(Records contained in a dataset)
[START]

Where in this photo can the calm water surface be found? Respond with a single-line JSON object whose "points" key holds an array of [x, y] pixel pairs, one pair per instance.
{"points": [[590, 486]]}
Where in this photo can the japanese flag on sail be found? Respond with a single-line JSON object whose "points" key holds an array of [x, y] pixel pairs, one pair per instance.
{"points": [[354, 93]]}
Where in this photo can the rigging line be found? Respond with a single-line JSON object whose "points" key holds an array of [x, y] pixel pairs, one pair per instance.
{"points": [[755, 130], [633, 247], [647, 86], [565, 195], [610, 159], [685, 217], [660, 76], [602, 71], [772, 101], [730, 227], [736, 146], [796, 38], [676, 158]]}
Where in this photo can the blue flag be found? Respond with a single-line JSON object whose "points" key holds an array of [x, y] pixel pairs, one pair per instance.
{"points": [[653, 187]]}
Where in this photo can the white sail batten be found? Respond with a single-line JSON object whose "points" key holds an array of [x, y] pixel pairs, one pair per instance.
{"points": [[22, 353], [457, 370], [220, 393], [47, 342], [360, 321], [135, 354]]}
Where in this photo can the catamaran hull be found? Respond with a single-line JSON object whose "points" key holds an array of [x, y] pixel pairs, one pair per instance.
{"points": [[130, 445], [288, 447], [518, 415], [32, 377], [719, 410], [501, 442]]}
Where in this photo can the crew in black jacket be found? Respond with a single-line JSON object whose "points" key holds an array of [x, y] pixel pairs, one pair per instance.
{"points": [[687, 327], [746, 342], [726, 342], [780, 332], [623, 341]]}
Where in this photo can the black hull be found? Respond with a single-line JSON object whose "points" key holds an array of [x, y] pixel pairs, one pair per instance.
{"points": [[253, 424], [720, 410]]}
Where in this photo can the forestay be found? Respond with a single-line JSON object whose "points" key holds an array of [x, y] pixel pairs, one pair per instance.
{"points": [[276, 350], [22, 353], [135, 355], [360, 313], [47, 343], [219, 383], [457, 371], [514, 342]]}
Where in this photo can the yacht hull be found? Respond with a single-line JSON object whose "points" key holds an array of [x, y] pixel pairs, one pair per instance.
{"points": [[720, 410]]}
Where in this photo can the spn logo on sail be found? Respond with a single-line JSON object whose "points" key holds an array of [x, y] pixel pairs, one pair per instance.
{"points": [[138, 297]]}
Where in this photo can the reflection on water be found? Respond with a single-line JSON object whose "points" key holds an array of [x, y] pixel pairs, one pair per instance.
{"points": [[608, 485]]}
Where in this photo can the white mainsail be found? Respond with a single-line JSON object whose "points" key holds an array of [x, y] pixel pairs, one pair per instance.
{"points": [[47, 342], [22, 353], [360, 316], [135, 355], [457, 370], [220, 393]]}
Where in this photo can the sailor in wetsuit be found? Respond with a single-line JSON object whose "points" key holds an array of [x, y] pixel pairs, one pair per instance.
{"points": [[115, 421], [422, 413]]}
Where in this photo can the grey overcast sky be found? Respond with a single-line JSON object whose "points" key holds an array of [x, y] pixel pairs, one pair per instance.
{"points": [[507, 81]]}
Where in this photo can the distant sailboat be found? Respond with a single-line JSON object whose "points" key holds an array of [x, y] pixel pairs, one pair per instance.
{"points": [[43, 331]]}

[END]

EXERCISE PROMPT
Transcribe exactly, and only, the lines from the one bearing "Where in this photo can the spn" through the last line of the entries, counting both.

EXERCISE ANSWER
Where in this photo can the spn logo on sail be found? Respond with a single-line JSON object whose "points" key holds an array of [x, y] pixel pairs, one pair per instance.
{"points": [[138, 297]]}
Where in this photo can the reflection on water be found? Respond with a single-line JSON object whose "points" key holds an array of [x, y] pixel pairs, one pair per instance.
{"points": [[608, 485]]}
Where in this photo can the white mainsail be found? Respond with a single-line JSON object whose "points" key holds an array of [x, y] pixel pairs, one pair per instance.
{"points": [[47, 342], [22, 353], [360, 316], [135, 355], [457, 370], [220, 393]]}
Where in this photo can the sailor in wetsuit be found? Respond with a single-line JSON object whose "points" key holds an array of [x, y] pixel pairs, one pair per instance.
{"points": [[115, 421], [422, 413]]}
Where in this photo can the grey overcast sky be found? Respond with a single-line JSON object whose "points" key holds an array of [x, y] pixel pairs, one pair per instance.
{"points": [[507, 81]]}
Where in this photo can the distant sailboat be found? Respond with a single-line JSON object whose "points" key holds an array of [x, y] pixel pairs, one pair per instance.
{"points": [[43, 331]]}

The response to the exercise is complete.